- **EXERCISE**:
Please copy the data word for word from the beginning through the line containing "M 97 181 L 87 306 L 150 274 L 181 186 Z", including that line. Leave the pictures out.

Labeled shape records
##############################

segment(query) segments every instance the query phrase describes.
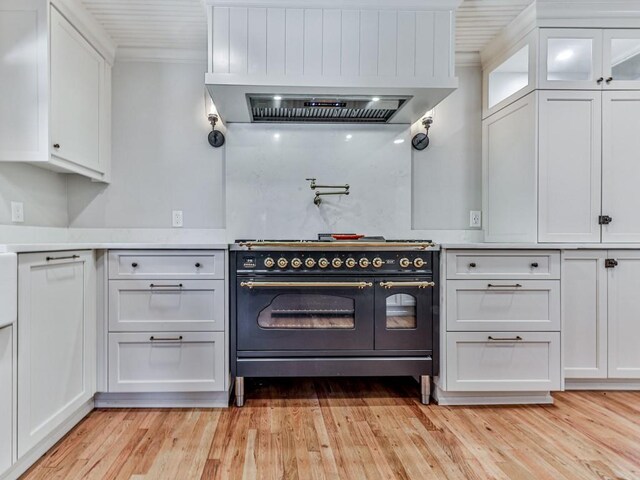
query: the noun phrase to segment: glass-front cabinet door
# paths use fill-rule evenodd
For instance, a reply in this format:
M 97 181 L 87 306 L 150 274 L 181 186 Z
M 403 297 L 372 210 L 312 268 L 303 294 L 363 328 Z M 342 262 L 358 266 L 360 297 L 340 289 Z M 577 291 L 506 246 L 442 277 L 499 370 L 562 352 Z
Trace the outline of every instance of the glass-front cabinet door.
M 541 89 L 597 90 L 603 87 L 602 30 L 540 30 Z
M 426 278 L 376 279 L 376 350 L 433 348 L 433 284 Z
M 605 30 L 603 48 L 604 88 L 640 89 L 640 29 Z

##############################

- **ANSWER BELOW**:
segment(query) segments every instance the query phrase describes.
query: the noun phrase to segment: glass-front cabinet door
# paths use fill-rule evenodd
For instance, a reply in this format:
M 97 181 L 87 306 L 150 274 L 181 186 Z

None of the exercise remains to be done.